- Born: 10 January 1972 (age 54) Soka, Saitama, Japan
- Occupations: Singer; bassist; actor; television presenter;
- Instrument: Bass
- Years active: 1989–2018
- Labels: Universal Music Japan; J Storm; Sony Music Entertainment;
- Formerly of: Tokio

= Tatsuya Yamaguchi (actor) =

Japanese singer, TV presenter (born 1972)

Tatsuya Yamaguchi (山口 達也, Yamaguchi Tatsuya) is a Japanese former singer, television presenter, and bassist for the Johnny & Associates group Tokio.

==Career==
He has acted in several movies and television shows as well as being a co-star for Tokio's variety shows Tokio Kakeru and The Tetsuwan Dash.

--- --- ---

> [Exercises to complete]:
- 1) According to the Tatsuya Yamaguchi profile, where was he born?
- 2) Carry the Tatsuya Yamaguchi profile forward from its last sentence.

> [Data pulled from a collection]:

--- --- ---

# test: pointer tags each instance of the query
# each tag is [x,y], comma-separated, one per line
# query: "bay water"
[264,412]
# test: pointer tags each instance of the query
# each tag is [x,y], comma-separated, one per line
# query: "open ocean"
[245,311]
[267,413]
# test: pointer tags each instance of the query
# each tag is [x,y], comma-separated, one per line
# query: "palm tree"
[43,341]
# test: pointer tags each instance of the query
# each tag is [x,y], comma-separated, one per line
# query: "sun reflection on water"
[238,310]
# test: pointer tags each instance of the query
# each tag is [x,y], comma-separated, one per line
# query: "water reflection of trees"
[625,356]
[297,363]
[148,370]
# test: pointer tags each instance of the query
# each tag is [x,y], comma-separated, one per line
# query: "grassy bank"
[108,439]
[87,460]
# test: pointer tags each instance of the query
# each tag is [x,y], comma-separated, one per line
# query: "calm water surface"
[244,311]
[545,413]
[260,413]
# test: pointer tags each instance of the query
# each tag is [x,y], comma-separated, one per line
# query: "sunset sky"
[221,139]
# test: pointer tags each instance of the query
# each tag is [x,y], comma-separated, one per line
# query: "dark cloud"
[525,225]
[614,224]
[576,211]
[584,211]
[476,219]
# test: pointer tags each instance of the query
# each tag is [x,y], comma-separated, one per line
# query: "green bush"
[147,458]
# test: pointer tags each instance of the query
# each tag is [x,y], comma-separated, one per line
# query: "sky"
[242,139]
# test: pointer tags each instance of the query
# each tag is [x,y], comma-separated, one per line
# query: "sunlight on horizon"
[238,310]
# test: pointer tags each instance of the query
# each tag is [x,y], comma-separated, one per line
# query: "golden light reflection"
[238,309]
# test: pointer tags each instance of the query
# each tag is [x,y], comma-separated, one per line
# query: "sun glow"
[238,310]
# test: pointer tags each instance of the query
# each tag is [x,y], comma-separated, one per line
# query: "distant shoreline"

--- --- ---

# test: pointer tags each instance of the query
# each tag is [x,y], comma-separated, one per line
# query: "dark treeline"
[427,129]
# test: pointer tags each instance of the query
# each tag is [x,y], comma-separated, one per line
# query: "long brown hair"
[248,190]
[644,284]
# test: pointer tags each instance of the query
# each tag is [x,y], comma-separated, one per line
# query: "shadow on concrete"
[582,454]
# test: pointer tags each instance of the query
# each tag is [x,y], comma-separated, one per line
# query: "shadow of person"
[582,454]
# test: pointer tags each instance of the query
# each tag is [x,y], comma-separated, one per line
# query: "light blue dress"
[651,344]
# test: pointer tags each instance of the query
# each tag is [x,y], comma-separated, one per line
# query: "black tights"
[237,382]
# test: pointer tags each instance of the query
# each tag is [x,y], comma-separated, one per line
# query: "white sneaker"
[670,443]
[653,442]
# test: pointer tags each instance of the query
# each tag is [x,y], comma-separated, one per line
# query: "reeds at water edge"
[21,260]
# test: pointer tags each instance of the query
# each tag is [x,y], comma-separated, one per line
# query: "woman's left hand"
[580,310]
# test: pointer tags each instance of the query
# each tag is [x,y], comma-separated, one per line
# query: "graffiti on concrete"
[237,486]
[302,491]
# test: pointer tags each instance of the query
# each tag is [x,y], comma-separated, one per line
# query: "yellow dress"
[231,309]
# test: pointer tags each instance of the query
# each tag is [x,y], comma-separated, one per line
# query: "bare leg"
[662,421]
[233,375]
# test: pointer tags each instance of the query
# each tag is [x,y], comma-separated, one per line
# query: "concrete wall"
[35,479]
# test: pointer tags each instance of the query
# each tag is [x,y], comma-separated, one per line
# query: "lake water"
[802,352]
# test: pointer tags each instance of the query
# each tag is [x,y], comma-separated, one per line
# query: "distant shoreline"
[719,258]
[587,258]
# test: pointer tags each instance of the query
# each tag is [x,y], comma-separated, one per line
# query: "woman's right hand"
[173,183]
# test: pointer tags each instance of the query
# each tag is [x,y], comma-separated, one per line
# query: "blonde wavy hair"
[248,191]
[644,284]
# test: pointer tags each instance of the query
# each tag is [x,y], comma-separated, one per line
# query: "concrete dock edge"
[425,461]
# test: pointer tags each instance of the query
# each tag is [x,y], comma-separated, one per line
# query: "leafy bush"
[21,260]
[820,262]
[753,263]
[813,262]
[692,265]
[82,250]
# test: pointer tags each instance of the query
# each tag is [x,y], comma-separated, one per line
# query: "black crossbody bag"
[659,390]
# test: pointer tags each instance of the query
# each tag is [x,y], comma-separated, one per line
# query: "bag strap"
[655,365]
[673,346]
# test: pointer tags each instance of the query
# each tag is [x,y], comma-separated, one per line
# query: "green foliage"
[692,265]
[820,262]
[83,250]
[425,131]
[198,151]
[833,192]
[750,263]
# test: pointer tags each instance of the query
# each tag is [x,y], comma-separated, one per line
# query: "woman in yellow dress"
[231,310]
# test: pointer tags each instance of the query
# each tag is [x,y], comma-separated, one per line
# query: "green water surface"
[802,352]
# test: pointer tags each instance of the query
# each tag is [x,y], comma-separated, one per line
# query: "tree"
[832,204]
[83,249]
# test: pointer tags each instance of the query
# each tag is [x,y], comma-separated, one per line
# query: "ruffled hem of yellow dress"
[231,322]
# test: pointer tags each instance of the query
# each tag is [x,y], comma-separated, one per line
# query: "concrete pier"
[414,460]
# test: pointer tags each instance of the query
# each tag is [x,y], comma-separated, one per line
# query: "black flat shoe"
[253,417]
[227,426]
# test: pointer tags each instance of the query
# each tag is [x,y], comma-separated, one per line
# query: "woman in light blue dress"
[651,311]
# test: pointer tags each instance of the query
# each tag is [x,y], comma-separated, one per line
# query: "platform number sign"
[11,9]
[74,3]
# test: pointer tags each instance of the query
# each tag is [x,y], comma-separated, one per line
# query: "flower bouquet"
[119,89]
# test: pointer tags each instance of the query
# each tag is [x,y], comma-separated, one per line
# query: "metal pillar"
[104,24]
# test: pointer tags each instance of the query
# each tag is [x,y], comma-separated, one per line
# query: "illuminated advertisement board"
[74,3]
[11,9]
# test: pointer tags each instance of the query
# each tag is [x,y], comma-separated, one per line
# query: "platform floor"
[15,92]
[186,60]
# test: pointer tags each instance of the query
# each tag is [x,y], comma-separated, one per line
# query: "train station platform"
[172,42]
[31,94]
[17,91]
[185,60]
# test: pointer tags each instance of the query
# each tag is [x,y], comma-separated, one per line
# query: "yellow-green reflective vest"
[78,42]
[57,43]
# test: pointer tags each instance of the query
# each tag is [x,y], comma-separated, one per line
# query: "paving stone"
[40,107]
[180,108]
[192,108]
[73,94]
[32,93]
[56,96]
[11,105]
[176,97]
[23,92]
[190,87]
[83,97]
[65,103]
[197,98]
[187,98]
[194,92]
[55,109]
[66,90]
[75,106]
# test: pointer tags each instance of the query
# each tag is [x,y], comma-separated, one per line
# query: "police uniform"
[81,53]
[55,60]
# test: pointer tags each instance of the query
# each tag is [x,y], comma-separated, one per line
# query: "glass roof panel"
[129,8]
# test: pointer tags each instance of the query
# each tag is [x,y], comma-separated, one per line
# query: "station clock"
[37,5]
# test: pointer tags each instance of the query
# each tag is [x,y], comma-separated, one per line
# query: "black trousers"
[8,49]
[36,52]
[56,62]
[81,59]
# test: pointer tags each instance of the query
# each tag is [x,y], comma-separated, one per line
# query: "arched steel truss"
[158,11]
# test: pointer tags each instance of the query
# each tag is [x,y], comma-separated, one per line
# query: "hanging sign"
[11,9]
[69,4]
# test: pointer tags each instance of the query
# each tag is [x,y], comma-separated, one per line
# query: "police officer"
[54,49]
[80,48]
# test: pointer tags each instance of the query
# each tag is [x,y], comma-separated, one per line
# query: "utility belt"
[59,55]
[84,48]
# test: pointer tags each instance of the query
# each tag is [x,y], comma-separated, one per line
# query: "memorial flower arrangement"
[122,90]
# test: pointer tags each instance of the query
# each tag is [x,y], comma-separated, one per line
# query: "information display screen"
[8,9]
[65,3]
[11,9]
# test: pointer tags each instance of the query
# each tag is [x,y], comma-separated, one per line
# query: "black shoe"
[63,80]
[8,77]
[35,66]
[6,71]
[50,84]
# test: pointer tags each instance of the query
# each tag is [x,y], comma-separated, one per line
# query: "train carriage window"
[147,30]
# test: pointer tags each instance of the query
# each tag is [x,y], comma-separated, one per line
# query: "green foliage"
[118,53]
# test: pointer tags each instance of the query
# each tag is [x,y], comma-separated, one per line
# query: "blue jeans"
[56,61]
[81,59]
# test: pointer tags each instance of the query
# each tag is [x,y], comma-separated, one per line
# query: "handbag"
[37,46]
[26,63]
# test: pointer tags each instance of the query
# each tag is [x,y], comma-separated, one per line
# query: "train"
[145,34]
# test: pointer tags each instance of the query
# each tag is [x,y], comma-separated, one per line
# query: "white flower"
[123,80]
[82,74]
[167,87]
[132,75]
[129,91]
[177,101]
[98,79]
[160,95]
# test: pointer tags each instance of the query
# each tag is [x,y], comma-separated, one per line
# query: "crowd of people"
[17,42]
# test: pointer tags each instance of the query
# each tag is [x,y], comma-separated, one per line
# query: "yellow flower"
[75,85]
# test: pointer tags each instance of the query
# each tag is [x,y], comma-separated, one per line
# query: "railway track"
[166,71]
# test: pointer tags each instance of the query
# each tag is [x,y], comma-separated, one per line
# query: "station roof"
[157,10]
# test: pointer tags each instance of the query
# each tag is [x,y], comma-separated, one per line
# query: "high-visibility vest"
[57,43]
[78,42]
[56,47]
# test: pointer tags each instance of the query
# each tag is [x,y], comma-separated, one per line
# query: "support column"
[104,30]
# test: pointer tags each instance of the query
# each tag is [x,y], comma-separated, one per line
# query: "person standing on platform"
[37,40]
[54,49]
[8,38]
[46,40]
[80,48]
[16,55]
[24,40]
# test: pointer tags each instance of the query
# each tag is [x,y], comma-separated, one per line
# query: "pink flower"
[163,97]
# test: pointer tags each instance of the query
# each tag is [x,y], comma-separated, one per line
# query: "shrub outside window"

--- --- ---

> [Answers given]:
- 1) Soka, Saitama, Japan.

- 2)
On 25 April 2018, news broke that Yamaguchi had been referred to prosecutors for allegedly kissing a girl against her will at his home in Minato, Tokyo, in February 2018. At a hastily arranged news conference at a hotel in Tokyo on 26 April, Yamaguchi apologized for kissing and engaging in indecent behavior with a high school-aged girl. A lawyer representing Johnny & Associates, the talent agency that manages Tokio, announced that Yamaguchi would be indefinitely suspended from activities.

On 6 May 2018, Johnny & Associates announced that they had terminated their contract with Yamaguchi.

==Personal life==

Yamaguchi married a former model in March 2008. On 5 August 2016, he announced that they had divorced.

On September 22, 2020, he was arrested on suspicion of drunk driving after rear ending a car in front of his motorcycle.

==Filmography==
Film
- That's Cunning! Shijō Saidai no Sakusen? (1996), as Kimura Kenji
- Kung Fu Panda (2008), as Po (Japanese version)
- Kung Fu Panda: Secrets of the Furious Five (2008), as Po (voice)
- Kung Fu Panda 2 (2011), as Po (Japanese version)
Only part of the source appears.